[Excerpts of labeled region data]
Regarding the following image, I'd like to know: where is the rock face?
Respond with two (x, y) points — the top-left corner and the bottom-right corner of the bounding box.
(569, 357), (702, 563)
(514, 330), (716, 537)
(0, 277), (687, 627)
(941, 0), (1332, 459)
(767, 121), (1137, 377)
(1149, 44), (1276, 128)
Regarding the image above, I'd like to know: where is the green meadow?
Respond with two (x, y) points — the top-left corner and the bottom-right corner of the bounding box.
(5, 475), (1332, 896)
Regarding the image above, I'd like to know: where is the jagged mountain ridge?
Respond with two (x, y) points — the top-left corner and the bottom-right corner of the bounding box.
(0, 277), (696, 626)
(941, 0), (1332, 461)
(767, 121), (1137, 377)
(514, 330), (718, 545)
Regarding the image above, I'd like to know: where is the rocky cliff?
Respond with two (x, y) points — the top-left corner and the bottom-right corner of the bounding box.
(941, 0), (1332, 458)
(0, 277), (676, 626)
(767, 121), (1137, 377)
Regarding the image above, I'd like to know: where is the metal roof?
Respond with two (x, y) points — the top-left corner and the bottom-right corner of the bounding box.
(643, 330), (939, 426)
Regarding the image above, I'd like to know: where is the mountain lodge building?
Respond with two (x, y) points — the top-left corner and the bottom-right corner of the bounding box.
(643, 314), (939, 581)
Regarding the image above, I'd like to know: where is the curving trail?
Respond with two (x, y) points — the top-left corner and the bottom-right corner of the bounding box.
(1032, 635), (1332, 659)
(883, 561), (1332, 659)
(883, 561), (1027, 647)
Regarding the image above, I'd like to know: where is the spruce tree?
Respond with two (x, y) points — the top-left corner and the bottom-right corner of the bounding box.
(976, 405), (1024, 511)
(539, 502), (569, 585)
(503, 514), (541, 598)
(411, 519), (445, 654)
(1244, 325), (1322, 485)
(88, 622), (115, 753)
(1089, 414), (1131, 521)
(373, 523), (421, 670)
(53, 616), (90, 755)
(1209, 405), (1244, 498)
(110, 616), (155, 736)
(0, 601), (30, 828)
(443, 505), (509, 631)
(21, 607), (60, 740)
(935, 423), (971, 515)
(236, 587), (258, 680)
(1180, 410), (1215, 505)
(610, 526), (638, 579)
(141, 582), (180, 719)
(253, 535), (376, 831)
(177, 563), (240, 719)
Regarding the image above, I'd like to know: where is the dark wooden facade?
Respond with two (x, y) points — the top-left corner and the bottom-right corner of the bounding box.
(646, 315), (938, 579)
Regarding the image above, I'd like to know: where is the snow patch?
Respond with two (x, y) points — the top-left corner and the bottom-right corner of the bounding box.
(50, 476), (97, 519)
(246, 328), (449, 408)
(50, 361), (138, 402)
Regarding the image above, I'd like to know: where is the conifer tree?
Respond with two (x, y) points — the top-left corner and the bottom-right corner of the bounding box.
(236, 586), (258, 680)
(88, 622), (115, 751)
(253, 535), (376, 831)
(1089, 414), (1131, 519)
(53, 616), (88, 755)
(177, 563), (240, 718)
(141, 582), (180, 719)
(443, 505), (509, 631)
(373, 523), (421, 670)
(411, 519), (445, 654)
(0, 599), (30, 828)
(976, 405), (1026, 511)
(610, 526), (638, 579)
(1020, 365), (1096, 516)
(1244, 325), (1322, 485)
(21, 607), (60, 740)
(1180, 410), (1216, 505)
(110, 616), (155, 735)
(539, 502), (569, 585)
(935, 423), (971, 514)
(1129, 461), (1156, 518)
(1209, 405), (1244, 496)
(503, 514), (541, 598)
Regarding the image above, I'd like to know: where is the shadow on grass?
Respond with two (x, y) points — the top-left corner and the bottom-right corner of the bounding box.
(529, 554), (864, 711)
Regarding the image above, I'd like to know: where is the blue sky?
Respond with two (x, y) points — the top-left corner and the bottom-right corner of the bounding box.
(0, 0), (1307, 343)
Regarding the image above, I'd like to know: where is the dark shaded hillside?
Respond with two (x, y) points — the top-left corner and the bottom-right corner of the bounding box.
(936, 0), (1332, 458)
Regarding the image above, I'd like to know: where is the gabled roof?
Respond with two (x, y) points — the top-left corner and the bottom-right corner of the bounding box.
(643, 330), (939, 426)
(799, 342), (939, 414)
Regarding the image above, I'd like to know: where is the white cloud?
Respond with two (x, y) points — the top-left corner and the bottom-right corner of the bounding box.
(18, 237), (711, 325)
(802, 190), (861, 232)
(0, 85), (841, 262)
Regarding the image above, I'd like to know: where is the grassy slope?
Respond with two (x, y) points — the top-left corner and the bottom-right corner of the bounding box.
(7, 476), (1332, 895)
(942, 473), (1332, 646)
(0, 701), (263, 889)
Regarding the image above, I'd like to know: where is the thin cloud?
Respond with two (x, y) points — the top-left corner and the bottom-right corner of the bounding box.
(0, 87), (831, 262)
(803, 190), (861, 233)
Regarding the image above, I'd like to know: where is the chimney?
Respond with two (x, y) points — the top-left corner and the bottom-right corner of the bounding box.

> EXERCISE AIM
Render all of the lines above as a numbered list, skipping any blank lines.

> FULL ANSWER
1. Regarding the following image, I'd like to know: where is the rock face?
2. Respond with two (x, y) points — the top-left corner and the bottom-right corner of the bounding box.
3. (569, 357), (702, 563)
4. (514, 330), (716, 537)
5. (0, 277), (687, 627)
6. (941, 0), (1332, 459)
7. (767, 121), (1137, 377)
8. (1149, 44), (1276, 128)
9. Regarding the image above, I'd like to know: where is the green meadow?
10. Respond with two (x, y) points — the top-left corner and the bottom-right corner of the bounding box.
11. (5, 475), (1332, 896)
12. Regarding the image above, I'd like to know: where is the jagged mountain ridge?
13. Respond with two (x, y) points — the top-left corner and the bottom-right corner of the bounding box.
14. (0, 277), (696, 626)
15. (941, 0), (1332, 461)
16. (767, 121), (1137, 377)
17. (514, 330), (718, 545)
18. Regarding the image above, I'd like to know: where is the rocky cliff?
19. Respond with two (x, y) points — the top-left corner and the bottom-right corner of the bounding box.
20. (941, 0), (1332, 458)
21. (0, 277), (676, 626)
22. (767, 121), (1137, 377)
23. Regarding the image above, I'd like to know: where is the metal roof?
24. Respond with two (x, y) points — the top-left corner and the bottom-right corner of the bounding box.
25. (643, 330), (939, 426)
26. Regarding the image above, I'd like to know: where is the mountain lodge building?
27. Respond with two (x, y) points — the top-left corner and the bottom-right corner of the bounding box.
28. (643, 314), (939, 581)
29. Regarding the image above, I'd like to know: where is the curving trail?
30. Respond with two (x, y) points — the top-left corner and the bottom-right corner of the bounding box.
31. (1032, 635), (1332, 659)
32. (883, 561), (1332, 659)
33. (883, 561), (1027, 647)
34. Regarding the image above, I'd like to know: where is the spruce tree?
35. Respond with two (x, y) points — the top-left corner and the bottom-right corner of the bounding box.
36. (976, 405), (1024, 511)
37. (539, 502), (569, 585)
38. (503, 514), (541, 598)
39. (411, 519), (445, 654)
40. (1244, 325), (1322, 485)
41. (88, 622), (115, 753)
42. (1089, 414), (1131, 521)
43. (373, 523), (421, 670)
44. (53, 616), (90, 755)
45. (1209, 405), (1244, 498)
46. (110, 616), (155, 736)
47. (0, 601), (30, 828)
48. (443, 505), (509, 631)
49. (21, 607), (60, 740)
50. (935, 423), (971, 515)
51. (236, 587), (258, 680)
52. (1180, 410), (1215, 505)
53. (610, 526), (638, 579)
54. (141, 582), (180, 719)
55. (253, 535), (376, 831)
56. (177, 563), (240, 719)
57. Regarding the image above, I'd like to know: where is the dark wooden facade?
58. Respond with two (x, y) points — the top-left corner and the bottom-right corner of the bounding box.
59. (646, 315), (938, 579)
60. Regarding the image above, I'd like to know: where is the snow patch?
61. Respond with two (x, y) points — the top-left corner and the bottom-right corner of the bounding box.
62. (50, 476), (97, 519)
63. (246, 328), (449, 408)
64. (50, 361), (138, 402)
65. Regarding the image above, I'd like to know: where is the conifer tree?
66. Respond with two (x, y) points — the top-left corner and the bottom-right corner of the bounding box.
67. (236, 586), (258, 680)
68. (88, 622), (115, 751)
69. (253, 535), (376, 831)
70. (1089, 414), (1131, 519)
71. (53, 616), (88, 755)
72. (177, 563), (240, 718)
73. (141, 582), (180, 719)
74. (443, 505), (509, 631)
75. (373, 523), (421, 670)
76. (411, 519), (445, 654)
77. (0, 599), (30, 828)
78. (976, 405), (1026, 511)
79. (610, 526), (638, 579)
80. (1020, 365), (1096, 516)
81. (1244, 325), (1322, 485)
82. (21, 607), (60, 740)
83. (1180, 410), (1216, 505)
84. (110, 616), (155, 735)
85. (539, 502), (569, 585)
86. (935, 423), (971, 514)
87. (1129, 461), (1156, 518)
88. (1209, 405), (1244, 496)
89. (503, 514), (541, 598)
90. Regarding the image above, I'd like to know: where is the shadow on grass?
91. Respond with two (x, y) points — the top-left corner and the bottom-right corner of the bounding box.
92. (529, 554), (864, 711)
93. Regarding the image above, I'd like to know: where is the blue sky?
94. Respond with two (x, y) points — the top-left corner and the bottom-right corner of the bounding box.
95. (0, 0), (1307, 343)
96. Regarding the image above, I'd like to know: where is the dark shaded hillside?
97. Respond with two (x, y) points — the top-left corner and the bottom-right corner of the bounding box.
98. (936, 0), (1332, 458)
99. Regarding the image above, I'd like to know: where is the gabled roof?
100. Respond with two (x, y) points — the top-left corner and the bottom-right corner of the bounding box.
101. (643, 330), (939, 426)
102. (799, 342), (939, 414)
103. Regarding the image above, I'd like to know: where is the white cloud?
104. Respond with two (x, y) points — the top-left corner and the bottom-right corner of the bounding box.
105. (18, 237), (711, 325)
106. (802, 190), (861, 232)
107. (0, 85), (841, 262)
108. Regarding the image above, I'd like to know: where is the grassy slope?
109. Respond with two (x, y) points — the top-left corner and the bottom-right corner of the bounding box.
110. (7, 476), (1332, 895)
111. (942, 473), (1332, 646)
112. (0, 701), (263, 889)
113. Regarding the image above, I'd like to know: where is the thin cloud?
114. Respond with two (x, y) points — the top-left corner and the bottom-right corner of the bounding box.
115. (0, 87), (831, 262)
116. (803, 190), (861, 233)
117. Regarding the image above, I'd like to know: where is the chimney?
118. Respond with two (x, y) points — the top-left corner and the bottom-right corner of the bounding box.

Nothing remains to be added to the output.